What this task involves:
Filter the data below down to the lines that contain the string "heart", and copy each of those lines in full.

Data:
- - - - -

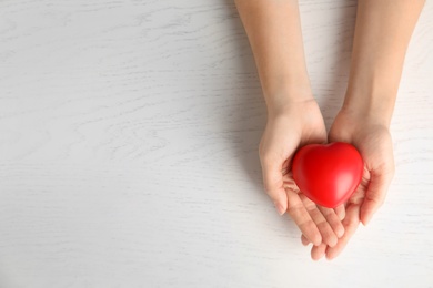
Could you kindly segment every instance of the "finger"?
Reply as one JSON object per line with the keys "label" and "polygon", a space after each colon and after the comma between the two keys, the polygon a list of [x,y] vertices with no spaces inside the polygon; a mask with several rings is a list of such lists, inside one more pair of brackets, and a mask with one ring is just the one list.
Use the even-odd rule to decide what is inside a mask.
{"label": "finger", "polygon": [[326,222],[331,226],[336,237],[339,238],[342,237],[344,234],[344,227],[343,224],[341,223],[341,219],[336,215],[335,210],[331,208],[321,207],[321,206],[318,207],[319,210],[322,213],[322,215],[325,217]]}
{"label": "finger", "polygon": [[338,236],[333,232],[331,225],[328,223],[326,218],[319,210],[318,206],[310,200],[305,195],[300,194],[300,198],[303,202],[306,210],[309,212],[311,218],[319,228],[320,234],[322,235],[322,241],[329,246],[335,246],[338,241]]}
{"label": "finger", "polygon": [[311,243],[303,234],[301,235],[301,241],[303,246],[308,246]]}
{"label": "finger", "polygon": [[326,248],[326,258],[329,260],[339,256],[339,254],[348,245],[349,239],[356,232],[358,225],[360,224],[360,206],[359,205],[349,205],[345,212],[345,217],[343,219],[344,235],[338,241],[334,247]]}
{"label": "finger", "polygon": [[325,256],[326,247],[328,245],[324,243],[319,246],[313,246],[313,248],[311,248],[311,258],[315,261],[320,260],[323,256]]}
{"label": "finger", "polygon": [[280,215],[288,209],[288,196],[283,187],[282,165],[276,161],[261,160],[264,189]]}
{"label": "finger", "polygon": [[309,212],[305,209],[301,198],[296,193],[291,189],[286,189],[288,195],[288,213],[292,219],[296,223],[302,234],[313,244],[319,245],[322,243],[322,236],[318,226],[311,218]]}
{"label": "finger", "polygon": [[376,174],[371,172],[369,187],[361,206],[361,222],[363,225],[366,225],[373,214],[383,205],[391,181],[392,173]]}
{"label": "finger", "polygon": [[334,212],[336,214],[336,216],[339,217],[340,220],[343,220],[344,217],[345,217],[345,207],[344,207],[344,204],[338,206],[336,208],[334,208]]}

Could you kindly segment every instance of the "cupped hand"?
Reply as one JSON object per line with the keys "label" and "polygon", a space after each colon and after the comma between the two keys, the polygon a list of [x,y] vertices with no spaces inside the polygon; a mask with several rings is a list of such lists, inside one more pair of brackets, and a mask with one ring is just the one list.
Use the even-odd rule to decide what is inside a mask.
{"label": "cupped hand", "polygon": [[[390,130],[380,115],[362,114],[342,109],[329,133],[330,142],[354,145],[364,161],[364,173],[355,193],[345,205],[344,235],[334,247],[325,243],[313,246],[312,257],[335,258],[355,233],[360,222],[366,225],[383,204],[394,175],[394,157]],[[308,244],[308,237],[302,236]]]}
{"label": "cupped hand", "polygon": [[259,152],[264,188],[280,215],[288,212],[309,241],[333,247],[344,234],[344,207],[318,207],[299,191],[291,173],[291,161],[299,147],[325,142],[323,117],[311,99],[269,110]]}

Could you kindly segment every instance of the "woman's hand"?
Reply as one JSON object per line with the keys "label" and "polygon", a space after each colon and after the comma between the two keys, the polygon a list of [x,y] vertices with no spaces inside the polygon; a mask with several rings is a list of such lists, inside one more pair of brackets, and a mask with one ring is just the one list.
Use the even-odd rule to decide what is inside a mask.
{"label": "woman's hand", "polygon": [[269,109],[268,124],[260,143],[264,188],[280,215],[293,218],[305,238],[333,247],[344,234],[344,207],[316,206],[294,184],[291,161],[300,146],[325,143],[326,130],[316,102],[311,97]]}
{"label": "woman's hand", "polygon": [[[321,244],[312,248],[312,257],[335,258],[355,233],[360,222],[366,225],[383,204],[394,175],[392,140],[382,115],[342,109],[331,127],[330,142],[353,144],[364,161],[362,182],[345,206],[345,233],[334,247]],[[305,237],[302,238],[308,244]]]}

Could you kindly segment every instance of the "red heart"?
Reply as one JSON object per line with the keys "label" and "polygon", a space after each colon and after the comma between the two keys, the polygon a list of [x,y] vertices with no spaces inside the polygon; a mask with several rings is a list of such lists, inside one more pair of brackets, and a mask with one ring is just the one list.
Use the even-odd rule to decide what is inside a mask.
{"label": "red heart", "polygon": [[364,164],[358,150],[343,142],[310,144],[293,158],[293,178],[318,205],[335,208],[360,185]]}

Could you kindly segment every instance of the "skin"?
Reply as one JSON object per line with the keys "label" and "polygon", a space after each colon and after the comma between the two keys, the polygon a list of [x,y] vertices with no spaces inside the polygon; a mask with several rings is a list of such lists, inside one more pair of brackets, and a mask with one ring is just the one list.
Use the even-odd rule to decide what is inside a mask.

- - - - -

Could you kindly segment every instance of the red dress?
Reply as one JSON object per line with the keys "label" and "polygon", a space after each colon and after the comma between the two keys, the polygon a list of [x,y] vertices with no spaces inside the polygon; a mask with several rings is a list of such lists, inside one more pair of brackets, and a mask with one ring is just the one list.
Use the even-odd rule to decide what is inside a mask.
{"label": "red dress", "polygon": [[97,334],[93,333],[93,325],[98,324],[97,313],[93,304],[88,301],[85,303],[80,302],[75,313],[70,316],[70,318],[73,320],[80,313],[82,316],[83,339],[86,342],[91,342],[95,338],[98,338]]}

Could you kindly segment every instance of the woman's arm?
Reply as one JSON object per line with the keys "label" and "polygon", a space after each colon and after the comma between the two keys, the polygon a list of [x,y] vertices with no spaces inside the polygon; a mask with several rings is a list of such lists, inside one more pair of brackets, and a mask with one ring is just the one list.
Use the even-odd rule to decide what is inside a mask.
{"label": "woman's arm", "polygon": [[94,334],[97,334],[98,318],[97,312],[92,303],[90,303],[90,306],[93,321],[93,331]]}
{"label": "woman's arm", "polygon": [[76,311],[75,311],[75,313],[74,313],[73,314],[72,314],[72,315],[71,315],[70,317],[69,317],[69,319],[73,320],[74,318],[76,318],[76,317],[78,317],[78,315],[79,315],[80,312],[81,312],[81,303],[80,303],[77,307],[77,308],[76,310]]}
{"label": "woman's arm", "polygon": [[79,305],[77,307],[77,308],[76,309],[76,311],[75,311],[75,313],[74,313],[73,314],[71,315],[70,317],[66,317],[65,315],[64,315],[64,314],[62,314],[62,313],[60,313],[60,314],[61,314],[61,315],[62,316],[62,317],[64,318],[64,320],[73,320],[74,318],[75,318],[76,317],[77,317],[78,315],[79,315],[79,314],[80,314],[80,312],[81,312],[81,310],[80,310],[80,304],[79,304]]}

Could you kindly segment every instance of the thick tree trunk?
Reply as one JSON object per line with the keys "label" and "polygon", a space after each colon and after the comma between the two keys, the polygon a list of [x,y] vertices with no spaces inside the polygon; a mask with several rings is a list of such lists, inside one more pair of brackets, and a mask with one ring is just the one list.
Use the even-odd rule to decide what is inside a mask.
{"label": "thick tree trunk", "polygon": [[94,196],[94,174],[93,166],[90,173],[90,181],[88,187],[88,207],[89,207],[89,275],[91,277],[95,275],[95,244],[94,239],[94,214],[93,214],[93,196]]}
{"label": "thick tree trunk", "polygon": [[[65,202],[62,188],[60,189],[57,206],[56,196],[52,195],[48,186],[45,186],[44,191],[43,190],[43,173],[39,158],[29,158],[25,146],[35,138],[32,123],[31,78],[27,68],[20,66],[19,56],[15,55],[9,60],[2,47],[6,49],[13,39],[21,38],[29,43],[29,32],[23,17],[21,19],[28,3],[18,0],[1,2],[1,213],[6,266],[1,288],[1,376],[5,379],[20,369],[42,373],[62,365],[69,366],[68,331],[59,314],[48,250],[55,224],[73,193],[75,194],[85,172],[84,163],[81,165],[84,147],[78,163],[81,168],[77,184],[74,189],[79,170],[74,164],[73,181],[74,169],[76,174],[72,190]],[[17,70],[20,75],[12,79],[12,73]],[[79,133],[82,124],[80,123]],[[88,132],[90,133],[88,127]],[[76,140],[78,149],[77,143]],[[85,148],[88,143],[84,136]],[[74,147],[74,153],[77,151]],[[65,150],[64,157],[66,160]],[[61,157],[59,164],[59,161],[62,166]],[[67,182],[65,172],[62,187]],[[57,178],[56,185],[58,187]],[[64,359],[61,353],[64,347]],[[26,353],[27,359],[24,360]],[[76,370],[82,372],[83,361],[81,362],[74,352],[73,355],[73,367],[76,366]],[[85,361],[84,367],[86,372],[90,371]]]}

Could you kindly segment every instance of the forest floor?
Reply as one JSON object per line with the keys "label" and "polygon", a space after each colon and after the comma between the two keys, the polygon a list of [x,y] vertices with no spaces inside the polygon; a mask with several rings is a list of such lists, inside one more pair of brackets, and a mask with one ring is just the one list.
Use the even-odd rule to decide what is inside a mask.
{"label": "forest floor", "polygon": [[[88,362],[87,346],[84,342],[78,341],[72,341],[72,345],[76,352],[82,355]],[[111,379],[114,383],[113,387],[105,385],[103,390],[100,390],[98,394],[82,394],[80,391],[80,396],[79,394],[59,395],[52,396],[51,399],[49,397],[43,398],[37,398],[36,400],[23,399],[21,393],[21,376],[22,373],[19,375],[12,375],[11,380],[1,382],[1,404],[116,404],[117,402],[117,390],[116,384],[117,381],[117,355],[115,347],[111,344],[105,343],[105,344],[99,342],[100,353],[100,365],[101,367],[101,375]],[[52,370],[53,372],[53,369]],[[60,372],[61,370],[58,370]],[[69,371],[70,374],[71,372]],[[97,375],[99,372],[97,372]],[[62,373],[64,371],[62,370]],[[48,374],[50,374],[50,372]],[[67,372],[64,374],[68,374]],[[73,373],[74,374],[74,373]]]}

- - - - -

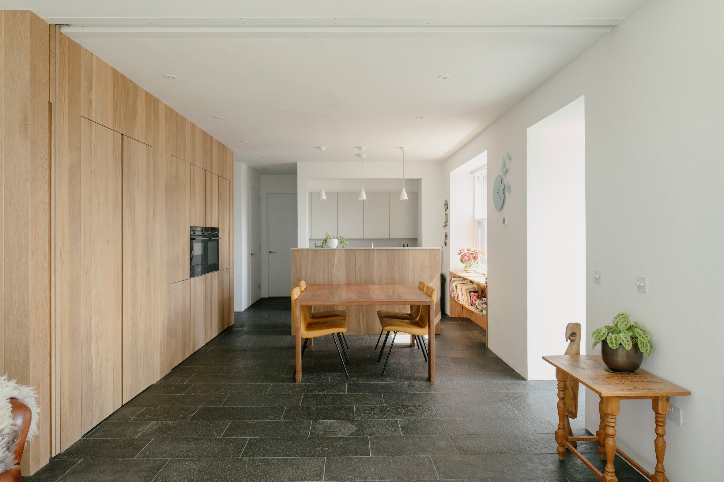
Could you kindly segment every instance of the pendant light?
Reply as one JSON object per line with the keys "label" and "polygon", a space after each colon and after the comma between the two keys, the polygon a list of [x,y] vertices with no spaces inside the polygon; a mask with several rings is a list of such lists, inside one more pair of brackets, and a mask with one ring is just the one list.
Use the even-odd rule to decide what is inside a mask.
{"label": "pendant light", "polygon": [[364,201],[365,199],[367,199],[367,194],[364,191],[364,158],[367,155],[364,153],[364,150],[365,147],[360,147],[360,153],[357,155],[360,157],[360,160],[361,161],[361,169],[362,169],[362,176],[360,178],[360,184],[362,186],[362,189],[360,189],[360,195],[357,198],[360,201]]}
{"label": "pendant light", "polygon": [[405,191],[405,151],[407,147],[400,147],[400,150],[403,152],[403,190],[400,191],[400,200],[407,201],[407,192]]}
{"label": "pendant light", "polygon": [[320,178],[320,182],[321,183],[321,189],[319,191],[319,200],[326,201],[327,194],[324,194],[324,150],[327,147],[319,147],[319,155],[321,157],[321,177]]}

- - - - -

Final result:
Could you kindly segment every instance of the "red heart"?
{"label": "red heart", "polygon": [[364,164],[358,150],[343,142],[310,144],[293,158],[293,178],[318,205],[335,208],[360,185]]}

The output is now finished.